Indique si cada afirmación coincide con el texto sobre el accidente de Bolaños. Responda sí o no y cite textualmente las palabras que lo deciden.
1. El accidente ocurrió durante el carnaval del 2000.
2. A Bolaños le amputaron el brazo izquierdo.
3. Bolaños permaneció cinco meses en el hospital Baca Ortiz.

Texto »

-------------------------

Era un niño de nueve años y la desgracia tocó su puerta. En pleno carnaval del 2000, Bolaños jugueteaba con sus primos en la terraza del domicilio de una tía, cuando recibió una descarga eléctrica con un cable de alta tensión.

A la criatura le tuvieron que amputar el brazo derecho y se quemó la pierna derecha. Estuvo cinco meses en el hospital Baca Ortiz, adonde su madre Lucila Carabalí asistía diariamente. Solo podía mirarlo a través de un grueso ventanal.

Lucila lloraba al ver a su único hijo varón (tiene tres mujeres) postrado en una cama, alejado de las canchas y de la bandita de marimba en la que aportaba con la percusión. Pero el chico decidió sacudirse y seguir con su vida.

Bolaños también es tatuador. Dibuja sus diseños y los pinta en la piel de sus clientes.

-------------------------

Datos proporcionados »
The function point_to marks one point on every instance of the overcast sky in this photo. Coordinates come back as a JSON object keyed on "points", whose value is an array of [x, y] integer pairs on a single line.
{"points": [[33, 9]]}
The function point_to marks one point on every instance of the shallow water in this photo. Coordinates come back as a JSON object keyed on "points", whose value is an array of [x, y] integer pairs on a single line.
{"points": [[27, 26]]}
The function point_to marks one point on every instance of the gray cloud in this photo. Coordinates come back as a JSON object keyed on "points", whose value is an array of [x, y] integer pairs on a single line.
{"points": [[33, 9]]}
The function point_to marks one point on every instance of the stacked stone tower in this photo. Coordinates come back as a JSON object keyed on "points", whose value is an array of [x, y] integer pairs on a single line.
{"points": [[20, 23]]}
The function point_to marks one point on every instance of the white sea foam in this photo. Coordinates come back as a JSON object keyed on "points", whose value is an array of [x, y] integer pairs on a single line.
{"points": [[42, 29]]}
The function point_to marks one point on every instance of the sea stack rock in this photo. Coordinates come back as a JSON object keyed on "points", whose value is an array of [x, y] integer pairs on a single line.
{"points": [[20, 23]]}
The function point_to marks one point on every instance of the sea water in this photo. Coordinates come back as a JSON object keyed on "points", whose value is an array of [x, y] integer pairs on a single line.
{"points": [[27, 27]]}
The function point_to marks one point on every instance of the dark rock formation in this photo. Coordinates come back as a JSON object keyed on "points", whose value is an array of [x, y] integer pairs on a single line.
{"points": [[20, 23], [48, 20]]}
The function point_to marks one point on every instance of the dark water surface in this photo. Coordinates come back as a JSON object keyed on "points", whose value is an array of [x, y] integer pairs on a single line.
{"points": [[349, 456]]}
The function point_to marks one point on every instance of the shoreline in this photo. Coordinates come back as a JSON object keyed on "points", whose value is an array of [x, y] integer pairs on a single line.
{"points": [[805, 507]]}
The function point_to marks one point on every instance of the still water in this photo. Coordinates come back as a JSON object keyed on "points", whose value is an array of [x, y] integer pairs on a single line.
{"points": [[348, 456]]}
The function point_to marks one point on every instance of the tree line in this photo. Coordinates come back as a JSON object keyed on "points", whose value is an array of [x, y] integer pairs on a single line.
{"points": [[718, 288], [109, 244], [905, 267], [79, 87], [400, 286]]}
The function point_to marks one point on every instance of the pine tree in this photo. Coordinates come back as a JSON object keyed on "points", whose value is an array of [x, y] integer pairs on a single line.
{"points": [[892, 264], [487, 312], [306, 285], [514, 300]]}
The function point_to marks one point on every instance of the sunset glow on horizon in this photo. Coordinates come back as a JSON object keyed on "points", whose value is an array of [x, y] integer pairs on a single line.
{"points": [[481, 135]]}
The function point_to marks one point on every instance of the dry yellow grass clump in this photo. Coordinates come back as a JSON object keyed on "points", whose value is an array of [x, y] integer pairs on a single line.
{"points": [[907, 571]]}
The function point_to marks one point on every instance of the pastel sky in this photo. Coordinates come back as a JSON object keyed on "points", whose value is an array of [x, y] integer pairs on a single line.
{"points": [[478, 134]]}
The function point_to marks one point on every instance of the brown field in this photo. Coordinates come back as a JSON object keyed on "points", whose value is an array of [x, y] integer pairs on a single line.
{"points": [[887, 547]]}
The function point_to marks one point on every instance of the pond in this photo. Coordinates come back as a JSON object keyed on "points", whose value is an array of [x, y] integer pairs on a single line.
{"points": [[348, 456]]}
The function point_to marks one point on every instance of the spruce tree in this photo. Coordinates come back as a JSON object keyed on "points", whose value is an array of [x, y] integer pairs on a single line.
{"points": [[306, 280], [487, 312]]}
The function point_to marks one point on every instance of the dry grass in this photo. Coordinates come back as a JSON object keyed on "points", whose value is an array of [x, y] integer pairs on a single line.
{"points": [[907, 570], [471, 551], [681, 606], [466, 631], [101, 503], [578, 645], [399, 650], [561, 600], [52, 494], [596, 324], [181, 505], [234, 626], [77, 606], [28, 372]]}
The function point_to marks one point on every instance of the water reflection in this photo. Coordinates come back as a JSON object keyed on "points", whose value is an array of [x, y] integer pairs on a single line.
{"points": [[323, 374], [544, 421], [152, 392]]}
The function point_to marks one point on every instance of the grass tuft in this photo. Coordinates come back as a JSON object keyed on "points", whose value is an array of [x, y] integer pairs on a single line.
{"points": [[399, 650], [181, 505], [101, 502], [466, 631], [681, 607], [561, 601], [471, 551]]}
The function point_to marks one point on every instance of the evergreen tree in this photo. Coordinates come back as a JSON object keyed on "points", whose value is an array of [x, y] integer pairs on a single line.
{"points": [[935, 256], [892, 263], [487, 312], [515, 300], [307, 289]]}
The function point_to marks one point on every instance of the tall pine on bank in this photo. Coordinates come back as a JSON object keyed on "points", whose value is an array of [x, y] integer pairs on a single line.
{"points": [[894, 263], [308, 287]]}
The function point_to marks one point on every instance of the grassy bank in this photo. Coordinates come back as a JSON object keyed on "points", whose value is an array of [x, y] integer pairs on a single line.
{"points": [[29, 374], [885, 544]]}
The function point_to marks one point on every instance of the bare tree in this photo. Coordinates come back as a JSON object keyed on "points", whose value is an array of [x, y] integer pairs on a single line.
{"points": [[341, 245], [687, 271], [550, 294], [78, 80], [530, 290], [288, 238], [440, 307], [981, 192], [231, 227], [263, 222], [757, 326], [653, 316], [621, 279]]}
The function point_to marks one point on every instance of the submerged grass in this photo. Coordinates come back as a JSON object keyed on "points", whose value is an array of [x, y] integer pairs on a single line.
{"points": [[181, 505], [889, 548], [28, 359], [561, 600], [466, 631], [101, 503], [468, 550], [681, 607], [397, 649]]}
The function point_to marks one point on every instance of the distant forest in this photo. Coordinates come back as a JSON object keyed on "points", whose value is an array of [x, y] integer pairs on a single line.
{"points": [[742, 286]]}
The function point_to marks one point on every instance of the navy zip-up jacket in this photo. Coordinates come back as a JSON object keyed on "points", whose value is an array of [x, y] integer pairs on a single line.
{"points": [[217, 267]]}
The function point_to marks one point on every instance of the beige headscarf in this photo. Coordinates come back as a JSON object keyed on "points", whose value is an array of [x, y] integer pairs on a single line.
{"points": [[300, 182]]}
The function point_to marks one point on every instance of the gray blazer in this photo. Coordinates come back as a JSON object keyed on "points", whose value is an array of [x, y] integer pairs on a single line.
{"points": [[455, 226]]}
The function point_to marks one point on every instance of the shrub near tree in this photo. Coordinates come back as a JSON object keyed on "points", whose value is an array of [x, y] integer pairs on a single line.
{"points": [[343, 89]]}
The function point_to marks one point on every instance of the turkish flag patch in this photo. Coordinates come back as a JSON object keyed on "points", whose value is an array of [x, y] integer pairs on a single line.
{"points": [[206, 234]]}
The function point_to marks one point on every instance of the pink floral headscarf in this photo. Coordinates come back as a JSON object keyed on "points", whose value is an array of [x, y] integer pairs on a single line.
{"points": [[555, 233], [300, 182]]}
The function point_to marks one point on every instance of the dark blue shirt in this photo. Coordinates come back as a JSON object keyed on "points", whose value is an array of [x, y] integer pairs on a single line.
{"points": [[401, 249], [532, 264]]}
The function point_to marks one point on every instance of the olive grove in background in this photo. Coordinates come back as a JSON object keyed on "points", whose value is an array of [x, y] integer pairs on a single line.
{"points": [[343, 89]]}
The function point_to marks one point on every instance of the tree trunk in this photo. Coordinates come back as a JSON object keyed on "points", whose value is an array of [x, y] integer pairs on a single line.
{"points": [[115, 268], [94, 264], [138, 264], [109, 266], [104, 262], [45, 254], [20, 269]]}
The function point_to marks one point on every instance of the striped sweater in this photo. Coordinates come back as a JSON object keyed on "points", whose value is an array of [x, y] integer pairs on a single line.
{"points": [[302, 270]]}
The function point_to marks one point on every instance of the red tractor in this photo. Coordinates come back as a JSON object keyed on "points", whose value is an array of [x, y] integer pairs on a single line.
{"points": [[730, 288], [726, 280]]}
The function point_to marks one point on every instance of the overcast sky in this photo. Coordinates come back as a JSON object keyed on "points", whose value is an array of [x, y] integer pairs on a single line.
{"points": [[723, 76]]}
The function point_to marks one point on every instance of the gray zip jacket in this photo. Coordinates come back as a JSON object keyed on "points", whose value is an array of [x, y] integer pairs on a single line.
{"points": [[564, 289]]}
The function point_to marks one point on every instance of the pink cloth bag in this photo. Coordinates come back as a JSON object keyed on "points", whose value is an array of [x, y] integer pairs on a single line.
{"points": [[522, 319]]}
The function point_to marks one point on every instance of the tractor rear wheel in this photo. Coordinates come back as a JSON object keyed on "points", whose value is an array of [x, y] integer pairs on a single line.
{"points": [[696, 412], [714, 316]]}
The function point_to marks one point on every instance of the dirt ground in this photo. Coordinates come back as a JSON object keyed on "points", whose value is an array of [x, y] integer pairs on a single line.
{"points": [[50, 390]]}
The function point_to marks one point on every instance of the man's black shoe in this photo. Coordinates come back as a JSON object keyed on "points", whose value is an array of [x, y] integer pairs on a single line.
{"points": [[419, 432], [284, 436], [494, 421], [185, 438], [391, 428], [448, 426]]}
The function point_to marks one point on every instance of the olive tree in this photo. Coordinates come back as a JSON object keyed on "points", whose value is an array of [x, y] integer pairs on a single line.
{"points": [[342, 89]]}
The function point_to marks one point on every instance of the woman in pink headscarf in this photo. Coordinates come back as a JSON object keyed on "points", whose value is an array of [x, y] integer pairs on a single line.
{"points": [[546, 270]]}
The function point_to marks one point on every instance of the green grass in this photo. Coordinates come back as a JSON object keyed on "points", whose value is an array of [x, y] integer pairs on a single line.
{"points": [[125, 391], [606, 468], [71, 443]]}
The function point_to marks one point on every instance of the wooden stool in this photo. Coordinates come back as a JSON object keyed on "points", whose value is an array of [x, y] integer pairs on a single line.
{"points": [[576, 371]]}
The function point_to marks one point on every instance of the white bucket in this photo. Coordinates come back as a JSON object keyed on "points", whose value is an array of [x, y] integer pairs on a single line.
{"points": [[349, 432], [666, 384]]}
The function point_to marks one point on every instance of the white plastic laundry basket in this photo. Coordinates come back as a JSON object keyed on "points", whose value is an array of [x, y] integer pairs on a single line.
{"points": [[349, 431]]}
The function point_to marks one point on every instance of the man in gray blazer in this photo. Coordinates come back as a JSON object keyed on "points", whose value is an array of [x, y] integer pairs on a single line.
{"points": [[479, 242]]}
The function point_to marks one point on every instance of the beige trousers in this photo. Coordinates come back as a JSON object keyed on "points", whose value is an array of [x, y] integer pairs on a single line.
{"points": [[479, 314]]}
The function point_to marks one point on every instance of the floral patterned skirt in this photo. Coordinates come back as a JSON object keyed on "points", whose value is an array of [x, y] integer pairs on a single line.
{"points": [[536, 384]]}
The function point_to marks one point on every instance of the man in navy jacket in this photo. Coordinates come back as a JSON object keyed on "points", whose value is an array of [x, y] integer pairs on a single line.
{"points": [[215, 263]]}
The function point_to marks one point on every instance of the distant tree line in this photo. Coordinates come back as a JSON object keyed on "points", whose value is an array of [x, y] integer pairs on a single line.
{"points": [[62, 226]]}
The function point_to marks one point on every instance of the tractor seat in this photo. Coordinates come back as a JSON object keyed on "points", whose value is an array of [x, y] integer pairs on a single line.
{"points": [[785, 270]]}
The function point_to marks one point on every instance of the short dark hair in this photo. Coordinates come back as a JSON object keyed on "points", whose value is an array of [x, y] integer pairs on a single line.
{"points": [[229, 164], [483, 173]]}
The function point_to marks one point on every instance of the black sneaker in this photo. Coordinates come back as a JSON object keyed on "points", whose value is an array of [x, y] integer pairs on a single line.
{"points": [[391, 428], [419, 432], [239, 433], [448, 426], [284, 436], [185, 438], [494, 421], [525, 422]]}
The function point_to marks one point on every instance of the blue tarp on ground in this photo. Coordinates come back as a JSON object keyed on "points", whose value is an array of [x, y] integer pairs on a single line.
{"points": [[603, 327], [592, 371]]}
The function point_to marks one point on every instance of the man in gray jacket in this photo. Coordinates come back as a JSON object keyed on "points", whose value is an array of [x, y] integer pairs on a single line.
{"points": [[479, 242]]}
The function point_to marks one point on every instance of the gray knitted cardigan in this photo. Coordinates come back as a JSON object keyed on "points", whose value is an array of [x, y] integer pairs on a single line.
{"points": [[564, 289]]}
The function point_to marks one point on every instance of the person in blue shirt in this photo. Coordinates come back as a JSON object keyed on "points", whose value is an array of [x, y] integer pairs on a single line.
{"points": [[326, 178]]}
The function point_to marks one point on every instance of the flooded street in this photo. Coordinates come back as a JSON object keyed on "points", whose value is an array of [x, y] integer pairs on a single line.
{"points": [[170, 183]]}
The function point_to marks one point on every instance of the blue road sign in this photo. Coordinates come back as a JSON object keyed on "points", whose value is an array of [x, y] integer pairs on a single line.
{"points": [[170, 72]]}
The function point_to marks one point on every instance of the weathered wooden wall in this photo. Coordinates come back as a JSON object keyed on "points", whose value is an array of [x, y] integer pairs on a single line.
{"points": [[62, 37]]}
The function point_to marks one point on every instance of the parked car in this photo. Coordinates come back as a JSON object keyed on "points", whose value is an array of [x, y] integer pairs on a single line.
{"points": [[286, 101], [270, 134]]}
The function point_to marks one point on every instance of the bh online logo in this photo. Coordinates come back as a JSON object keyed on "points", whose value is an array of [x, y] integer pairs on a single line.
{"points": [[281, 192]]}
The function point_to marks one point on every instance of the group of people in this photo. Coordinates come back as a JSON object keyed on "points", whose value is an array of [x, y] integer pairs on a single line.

-------------------------

Solución escrita »
1. Sí: «En pleno carnaval del 2000».
2. No: «le tuvieron que amputar el brazo derecho».
3. Sí: «Estuvo cinco meses en el hospital Baca Ortiz».